» **Work instruction**
Rewrite the stretch of the listing from its start through the line that contains "box: [0, 238, 424, 472]", with "negative clicks" replaced by "excluded clicks" and nothing else changed.

Saved data entries
........
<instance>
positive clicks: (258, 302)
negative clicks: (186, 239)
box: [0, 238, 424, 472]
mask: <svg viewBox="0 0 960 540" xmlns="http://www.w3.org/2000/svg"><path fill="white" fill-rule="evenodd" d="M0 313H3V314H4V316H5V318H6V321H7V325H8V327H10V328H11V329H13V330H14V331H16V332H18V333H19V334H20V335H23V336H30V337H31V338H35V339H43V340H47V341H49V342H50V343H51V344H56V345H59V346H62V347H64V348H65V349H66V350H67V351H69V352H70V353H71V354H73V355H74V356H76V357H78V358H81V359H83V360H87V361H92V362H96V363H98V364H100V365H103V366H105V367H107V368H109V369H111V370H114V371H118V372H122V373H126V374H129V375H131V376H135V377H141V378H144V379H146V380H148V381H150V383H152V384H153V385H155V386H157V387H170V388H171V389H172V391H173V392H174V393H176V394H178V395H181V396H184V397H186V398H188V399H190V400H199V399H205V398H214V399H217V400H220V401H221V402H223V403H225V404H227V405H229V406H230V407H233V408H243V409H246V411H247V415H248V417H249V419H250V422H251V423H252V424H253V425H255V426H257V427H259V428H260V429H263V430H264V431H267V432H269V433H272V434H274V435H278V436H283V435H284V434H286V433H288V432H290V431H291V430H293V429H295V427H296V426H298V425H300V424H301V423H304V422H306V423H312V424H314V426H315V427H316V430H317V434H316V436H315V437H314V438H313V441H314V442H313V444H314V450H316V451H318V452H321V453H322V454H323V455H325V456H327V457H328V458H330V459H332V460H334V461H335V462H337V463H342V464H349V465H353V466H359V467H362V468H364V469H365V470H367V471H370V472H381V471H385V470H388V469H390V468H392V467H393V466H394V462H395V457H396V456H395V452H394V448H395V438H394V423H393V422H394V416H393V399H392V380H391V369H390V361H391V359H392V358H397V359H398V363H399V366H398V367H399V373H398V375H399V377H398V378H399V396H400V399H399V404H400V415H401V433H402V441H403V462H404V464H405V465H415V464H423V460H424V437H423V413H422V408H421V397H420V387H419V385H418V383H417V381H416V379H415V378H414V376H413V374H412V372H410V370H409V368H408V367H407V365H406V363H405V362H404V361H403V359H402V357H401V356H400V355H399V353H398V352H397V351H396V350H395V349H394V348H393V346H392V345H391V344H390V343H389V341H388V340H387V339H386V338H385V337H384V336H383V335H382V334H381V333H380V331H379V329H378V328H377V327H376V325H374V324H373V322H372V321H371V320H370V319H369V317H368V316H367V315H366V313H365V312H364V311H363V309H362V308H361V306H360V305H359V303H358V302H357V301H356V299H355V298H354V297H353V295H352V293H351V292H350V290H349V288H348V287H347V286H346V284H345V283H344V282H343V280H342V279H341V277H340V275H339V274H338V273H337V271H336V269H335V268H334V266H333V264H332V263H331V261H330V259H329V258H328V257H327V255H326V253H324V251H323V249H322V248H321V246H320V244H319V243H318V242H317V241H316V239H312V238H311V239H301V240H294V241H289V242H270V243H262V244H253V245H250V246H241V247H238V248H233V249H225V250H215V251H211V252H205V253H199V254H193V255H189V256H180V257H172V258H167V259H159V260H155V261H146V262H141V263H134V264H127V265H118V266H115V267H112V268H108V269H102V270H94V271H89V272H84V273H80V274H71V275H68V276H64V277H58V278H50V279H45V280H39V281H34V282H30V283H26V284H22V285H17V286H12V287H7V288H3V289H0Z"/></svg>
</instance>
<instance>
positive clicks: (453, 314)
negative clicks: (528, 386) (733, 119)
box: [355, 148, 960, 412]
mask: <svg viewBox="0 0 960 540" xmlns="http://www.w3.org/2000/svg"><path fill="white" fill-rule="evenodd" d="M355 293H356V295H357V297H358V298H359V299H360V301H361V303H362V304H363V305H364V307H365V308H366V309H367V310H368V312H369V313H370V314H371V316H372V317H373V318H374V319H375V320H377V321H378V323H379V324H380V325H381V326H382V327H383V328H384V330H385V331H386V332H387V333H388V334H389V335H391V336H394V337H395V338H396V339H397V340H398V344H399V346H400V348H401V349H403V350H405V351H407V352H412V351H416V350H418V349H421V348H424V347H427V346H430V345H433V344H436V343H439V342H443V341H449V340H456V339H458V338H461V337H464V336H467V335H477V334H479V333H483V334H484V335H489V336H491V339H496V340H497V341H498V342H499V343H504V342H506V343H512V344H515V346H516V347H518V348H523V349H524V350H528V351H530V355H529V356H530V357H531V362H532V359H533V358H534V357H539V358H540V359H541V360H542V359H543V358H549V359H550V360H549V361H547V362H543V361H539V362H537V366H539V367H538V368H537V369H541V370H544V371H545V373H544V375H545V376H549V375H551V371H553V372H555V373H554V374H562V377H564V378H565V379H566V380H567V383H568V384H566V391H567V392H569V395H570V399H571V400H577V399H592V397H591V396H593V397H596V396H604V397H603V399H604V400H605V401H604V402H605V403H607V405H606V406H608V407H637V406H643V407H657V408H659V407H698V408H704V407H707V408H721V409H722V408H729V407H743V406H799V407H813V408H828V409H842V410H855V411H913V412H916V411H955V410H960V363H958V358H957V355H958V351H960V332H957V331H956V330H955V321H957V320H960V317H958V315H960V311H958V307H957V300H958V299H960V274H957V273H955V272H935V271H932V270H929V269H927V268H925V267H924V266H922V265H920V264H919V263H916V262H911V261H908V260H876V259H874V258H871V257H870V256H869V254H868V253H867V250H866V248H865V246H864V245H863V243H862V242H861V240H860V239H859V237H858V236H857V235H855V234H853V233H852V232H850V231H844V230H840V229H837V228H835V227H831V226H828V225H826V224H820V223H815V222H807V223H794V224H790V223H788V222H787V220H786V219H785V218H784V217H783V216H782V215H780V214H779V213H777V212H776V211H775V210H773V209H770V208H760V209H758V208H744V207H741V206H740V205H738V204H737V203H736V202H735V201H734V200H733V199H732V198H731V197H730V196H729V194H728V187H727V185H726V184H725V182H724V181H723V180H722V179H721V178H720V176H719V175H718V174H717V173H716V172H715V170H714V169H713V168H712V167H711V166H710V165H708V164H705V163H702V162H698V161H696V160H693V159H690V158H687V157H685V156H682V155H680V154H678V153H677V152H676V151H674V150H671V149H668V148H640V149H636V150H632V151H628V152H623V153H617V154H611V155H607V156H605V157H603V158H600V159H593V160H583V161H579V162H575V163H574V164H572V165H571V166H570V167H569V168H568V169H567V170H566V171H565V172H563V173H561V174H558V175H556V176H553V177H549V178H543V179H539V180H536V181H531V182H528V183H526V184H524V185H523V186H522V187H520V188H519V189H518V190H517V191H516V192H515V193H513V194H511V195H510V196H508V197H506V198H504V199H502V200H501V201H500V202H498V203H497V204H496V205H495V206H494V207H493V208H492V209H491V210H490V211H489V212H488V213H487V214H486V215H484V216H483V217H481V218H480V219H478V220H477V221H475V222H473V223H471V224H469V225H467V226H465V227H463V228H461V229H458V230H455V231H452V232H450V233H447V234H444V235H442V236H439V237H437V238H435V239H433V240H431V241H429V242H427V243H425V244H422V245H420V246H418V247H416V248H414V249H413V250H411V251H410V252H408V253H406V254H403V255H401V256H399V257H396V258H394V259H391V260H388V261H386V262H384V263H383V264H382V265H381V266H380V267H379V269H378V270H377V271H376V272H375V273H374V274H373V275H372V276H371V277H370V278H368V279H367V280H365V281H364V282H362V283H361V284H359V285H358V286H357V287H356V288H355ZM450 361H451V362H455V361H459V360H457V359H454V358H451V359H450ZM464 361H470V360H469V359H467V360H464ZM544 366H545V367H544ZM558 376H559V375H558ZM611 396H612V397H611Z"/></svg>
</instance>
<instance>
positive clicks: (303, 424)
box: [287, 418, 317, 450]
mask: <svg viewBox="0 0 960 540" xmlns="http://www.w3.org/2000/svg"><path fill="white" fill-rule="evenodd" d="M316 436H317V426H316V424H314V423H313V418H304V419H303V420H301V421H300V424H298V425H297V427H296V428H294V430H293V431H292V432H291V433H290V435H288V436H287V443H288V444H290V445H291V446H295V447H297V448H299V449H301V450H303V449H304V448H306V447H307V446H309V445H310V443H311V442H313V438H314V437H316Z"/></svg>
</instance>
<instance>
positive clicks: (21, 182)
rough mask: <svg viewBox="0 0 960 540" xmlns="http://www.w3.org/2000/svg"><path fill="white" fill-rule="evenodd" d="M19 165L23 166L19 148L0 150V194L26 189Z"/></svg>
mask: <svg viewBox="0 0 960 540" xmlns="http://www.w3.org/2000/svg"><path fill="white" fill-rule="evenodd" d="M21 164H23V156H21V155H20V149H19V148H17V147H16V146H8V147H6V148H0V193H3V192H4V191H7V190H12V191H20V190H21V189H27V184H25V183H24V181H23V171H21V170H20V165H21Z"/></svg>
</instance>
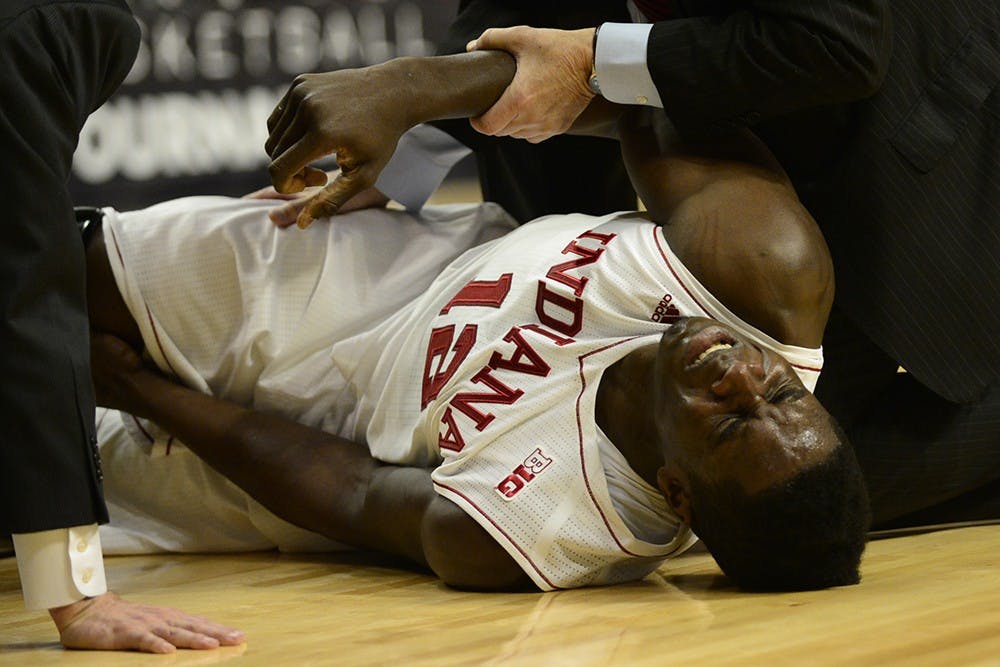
........
» **Answer box**
<instance>
positive clicks: (258, 302)
excluded clicks: (186, 239)
box: [0, 238, 424, 472]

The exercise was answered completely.